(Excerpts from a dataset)
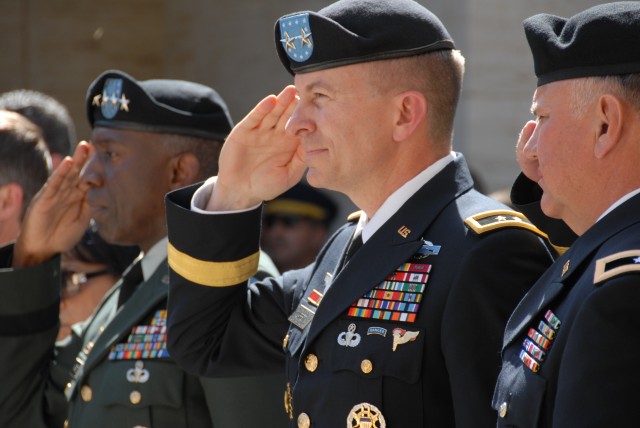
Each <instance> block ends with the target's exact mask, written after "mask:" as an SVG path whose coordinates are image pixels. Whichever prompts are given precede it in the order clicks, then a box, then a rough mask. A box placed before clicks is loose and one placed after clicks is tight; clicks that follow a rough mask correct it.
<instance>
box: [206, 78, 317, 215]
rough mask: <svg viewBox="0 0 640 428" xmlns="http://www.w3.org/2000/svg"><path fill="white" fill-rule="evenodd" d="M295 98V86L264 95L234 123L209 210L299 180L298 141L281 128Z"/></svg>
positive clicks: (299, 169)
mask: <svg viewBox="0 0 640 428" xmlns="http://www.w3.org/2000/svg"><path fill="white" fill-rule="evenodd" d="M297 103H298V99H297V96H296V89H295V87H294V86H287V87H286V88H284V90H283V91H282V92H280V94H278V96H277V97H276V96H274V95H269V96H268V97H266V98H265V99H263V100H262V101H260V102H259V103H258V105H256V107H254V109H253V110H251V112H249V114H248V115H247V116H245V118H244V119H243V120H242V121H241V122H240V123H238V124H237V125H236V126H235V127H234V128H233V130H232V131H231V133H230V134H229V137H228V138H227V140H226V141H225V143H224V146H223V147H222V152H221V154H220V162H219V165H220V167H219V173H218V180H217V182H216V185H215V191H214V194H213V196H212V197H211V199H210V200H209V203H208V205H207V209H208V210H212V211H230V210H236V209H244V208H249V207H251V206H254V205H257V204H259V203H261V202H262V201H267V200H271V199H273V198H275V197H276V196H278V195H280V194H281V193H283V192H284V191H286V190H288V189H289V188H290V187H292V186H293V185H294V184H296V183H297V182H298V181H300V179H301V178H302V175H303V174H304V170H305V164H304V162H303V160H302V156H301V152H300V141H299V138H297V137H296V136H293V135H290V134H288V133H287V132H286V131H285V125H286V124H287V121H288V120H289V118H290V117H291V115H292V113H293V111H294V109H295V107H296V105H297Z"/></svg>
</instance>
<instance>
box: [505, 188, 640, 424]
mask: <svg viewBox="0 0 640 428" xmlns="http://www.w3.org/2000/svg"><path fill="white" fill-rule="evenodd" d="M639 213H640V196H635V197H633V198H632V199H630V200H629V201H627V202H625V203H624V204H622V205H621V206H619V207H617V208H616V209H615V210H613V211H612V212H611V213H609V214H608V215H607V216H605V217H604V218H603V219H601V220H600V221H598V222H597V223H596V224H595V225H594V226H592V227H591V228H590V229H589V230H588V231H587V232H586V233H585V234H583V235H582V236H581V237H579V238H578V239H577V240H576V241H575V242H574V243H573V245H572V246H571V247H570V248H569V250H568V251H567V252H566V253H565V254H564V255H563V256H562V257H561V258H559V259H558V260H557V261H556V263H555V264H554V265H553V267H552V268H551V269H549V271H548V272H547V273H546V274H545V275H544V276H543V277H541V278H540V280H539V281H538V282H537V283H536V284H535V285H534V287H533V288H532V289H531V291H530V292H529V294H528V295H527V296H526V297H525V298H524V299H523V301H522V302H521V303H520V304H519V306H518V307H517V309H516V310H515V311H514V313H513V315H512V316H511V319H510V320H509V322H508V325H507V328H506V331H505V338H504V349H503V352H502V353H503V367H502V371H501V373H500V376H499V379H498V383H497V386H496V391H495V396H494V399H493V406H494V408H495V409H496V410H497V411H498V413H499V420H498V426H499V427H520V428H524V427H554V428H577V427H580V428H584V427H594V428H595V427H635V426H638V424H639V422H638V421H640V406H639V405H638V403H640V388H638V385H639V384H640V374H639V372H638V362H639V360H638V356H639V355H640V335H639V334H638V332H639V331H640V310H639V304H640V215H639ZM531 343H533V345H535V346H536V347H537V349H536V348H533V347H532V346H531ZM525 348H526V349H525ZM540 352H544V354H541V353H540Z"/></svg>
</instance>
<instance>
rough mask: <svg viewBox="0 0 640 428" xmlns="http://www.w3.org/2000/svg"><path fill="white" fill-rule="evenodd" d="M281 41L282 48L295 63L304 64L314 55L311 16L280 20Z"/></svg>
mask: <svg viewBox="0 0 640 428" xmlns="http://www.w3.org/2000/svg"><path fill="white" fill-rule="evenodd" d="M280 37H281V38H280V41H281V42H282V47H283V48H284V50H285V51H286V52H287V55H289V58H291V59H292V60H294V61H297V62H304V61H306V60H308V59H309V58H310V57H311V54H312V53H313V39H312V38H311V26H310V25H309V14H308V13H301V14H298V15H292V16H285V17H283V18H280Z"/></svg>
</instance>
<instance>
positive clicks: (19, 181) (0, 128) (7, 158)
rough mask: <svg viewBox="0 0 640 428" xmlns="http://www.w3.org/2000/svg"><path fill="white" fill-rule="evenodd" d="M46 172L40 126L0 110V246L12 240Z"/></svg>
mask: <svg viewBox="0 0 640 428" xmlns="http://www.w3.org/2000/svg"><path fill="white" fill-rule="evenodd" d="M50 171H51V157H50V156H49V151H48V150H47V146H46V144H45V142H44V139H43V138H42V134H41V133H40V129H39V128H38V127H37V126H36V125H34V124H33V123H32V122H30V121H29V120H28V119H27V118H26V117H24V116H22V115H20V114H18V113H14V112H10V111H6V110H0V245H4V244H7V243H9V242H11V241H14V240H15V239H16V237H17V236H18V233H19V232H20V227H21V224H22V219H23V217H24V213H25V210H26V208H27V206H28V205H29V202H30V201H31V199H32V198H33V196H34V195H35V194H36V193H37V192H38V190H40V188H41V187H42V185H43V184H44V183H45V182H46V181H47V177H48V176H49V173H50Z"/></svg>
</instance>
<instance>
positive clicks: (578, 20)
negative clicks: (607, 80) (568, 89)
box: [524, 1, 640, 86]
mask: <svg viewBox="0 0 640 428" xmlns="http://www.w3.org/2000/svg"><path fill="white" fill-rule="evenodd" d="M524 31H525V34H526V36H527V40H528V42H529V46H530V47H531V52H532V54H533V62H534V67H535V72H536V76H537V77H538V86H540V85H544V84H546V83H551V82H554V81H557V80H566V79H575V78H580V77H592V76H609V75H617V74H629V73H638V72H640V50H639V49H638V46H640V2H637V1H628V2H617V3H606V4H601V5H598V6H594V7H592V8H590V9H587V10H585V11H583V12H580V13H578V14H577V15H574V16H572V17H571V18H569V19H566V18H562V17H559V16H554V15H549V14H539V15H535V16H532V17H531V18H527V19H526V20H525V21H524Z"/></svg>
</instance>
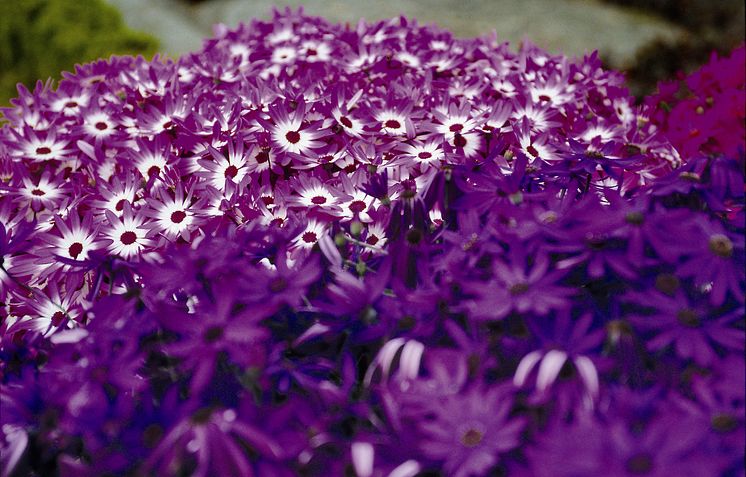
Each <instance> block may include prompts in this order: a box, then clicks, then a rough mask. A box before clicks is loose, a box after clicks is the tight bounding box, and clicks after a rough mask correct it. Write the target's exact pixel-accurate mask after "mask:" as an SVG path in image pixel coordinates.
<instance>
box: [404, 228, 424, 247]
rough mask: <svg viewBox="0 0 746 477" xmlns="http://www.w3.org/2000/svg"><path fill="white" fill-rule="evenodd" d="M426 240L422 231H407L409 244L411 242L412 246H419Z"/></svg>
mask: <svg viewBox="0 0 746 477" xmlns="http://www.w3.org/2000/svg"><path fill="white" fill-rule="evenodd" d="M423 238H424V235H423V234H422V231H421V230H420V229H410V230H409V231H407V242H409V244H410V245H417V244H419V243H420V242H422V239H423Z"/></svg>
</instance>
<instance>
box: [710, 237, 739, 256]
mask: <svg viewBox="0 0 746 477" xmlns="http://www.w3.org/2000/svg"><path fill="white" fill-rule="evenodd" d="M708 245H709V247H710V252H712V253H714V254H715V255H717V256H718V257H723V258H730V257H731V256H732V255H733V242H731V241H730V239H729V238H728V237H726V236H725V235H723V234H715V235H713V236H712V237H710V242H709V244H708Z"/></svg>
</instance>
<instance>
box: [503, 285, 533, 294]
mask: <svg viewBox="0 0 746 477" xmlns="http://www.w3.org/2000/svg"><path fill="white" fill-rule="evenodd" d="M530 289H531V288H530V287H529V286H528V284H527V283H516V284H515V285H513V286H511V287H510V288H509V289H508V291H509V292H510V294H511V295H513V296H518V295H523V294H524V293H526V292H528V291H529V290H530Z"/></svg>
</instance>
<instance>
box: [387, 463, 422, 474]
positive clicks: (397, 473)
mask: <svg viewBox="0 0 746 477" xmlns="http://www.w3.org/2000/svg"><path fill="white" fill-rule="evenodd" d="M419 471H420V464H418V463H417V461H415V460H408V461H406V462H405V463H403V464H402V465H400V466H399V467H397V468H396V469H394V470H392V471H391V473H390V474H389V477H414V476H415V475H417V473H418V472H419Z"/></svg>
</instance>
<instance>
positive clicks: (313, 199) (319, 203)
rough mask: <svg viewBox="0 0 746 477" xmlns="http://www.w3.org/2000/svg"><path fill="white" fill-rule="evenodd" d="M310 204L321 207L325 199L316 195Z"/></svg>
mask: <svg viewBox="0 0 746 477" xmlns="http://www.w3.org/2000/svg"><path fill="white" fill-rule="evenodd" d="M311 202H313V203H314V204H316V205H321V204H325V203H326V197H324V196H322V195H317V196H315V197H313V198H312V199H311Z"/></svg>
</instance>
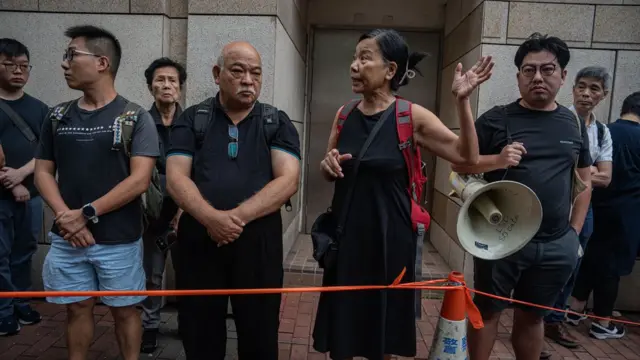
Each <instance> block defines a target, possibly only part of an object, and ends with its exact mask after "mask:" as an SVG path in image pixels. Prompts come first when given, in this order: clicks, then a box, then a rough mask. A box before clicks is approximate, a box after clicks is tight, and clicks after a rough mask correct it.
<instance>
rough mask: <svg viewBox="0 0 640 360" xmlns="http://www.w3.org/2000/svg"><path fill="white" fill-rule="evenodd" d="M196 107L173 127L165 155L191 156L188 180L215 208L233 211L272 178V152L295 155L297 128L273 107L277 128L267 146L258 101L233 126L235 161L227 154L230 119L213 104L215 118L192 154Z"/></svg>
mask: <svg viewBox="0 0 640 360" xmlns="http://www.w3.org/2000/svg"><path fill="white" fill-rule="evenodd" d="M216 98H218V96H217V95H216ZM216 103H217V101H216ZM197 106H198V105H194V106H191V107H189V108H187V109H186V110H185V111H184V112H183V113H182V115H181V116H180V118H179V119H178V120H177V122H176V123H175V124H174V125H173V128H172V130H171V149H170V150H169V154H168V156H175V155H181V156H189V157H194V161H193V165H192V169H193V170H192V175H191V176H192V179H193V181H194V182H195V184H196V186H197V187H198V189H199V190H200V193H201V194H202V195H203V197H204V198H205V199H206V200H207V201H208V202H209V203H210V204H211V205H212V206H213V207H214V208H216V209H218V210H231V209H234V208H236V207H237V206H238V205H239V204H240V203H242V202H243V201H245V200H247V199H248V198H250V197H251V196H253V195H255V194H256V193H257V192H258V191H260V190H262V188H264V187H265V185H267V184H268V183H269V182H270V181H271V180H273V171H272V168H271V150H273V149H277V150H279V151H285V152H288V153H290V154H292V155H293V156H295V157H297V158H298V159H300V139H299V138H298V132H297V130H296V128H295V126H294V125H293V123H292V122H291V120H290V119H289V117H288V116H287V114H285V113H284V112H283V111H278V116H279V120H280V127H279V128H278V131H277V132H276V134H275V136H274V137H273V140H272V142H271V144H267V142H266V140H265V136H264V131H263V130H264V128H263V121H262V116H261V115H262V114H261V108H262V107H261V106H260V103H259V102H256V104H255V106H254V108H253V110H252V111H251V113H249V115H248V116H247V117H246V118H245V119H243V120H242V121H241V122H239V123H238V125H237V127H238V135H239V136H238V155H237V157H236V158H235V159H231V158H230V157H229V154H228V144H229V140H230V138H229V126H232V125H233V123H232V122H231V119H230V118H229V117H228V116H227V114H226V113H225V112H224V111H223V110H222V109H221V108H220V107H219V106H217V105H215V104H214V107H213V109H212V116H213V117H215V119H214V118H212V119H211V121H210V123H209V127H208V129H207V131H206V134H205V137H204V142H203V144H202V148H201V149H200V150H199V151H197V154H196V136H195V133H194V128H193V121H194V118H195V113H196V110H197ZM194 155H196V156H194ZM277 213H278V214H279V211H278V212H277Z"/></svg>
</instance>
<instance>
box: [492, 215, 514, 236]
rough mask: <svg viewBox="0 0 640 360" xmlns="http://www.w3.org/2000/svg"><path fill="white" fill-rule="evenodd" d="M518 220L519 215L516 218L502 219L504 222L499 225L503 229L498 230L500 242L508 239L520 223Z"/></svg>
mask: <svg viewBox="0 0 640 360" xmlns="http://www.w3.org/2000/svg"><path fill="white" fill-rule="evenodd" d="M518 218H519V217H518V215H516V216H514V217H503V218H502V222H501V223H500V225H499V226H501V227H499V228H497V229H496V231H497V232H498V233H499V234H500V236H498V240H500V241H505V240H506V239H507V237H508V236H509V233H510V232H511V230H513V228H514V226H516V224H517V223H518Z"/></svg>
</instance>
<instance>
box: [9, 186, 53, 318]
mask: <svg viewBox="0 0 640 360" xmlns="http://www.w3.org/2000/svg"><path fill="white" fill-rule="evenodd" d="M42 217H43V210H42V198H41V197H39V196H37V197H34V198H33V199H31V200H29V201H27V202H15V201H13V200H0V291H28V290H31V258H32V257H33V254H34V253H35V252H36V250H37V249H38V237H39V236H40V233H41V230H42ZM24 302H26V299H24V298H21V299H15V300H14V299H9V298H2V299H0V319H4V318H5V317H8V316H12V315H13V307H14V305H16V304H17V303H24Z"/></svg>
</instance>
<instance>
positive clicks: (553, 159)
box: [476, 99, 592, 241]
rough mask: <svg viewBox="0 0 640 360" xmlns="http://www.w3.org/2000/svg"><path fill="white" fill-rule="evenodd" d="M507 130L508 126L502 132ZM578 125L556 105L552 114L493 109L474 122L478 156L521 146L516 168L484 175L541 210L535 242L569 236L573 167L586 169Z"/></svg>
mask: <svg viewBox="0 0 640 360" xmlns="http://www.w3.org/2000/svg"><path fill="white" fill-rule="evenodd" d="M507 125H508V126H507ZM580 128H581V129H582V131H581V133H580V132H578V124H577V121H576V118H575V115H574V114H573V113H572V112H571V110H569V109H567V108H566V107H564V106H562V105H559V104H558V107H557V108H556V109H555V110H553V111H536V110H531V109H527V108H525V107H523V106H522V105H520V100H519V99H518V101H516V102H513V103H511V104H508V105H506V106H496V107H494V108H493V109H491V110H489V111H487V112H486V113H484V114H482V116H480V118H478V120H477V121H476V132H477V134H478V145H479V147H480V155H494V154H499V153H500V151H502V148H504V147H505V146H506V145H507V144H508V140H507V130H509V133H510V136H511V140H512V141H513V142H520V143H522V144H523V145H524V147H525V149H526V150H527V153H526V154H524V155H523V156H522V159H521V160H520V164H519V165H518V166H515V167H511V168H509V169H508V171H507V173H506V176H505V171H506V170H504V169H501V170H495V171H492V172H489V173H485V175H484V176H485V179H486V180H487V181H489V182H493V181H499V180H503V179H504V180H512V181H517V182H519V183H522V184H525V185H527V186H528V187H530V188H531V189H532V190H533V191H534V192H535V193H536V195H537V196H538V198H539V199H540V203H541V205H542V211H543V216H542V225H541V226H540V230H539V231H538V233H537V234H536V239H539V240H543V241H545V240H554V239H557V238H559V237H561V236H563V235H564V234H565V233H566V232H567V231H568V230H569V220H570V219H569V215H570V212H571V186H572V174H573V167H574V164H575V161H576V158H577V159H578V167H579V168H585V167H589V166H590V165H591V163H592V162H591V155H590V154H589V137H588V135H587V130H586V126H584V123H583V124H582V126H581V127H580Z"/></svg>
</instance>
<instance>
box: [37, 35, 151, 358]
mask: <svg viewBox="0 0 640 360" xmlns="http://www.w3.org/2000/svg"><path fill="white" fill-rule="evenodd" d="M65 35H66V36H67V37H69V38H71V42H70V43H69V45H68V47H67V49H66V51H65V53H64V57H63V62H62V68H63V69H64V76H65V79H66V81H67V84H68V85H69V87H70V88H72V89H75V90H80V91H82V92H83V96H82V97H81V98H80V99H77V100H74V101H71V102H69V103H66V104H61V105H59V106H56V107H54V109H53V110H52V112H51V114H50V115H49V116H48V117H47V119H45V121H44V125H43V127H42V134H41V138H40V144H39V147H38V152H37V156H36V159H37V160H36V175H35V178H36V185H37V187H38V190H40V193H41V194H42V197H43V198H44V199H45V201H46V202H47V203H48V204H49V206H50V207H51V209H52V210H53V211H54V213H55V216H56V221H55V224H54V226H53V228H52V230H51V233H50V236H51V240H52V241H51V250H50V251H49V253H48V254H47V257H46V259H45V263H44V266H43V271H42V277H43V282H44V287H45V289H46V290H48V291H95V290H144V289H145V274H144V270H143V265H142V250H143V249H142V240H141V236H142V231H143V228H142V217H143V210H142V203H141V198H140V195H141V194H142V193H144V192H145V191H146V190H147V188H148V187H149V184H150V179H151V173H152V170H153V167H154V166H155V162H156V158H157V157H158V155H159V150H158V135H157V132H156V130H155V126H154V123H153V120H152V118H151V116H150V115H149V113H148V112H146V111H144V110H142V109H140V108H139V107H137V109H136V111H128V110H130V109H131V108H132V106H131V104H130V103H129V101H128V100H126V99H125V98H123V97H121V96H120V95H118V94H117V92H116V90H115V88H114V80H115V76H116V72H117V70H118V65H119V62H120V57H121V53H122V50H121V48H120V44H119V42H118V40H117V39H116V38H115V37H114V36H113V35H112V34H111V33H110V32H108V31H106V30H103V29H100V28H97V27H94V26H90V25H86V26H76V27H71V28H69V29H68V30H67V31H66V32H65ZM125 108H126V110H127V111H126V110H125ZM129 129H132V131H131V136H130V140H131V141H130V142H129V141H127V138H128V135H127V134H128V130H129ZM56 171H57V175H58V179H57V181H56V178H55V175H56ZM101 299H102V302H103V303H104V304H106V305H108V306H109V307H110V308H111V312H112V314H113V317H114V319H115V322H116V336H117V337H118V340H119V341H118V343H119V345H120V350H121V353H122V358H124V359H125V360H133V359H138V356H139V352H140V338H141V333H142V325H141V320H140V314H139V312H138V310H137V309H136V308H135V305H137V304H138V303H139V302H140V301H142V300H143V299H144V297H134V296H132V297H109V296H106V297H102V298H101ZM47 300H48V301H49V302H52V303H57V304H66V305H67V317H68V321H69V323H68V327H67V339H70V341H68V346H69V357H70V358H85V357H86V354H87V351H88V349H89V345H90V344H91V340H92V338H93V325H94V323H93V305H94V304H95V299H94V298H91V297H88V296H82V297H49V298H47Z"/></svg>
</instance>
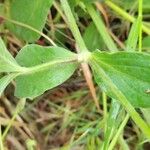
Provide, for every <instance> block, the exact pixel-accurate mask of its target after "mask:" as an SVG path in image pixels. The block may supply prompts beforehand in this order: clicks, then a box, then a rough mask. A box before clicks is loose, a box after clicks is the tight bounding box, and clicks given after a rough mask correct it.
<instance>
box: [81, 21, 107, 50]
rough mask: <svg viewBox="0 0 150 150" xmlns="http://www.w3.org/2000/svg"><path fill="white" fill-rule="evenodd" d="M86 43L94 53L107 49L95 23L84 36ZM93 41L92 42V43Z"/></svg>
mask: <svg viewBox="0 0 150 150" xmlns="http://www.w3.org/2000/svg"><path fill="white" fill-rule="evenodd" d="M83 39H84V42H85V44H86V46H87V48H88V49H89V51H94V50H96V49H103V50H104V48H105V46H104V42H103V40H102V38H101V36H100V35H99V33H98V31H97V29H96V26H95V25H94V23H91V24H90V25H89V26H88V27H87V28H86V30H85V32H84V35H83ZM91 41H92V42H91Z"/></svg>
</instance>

• DIRECTIONS FOR THIS TASK
Could you copy out the data from its very start through the line containing "positive clicks: (299, 169)", including both ends and leaving out the pictures?

• WRITTEN RESPONSE
Each <instance> block ends with the target's exact mask, written after "mask:" as an SVG path whose coordinates are image pixels. Whichever prompts are given precede it in the order clicks, then a box, then a rough mask. A box placed before clicks is loose and one placed after clicks is tight; clicks that follow a rough mask correct it.
<instance>
box: [206, 78, 317, 215]
rough mask: <svg viewBox="0 0 640 428" xmlns="http://www.w3.org/2000/svg"><path fill="white" fill-rule="evenodd" d="M295 98V86L264 95L234 123L209 210L299 180L298 141L281 128Z"/></svg>
positive clicks: (299, 169)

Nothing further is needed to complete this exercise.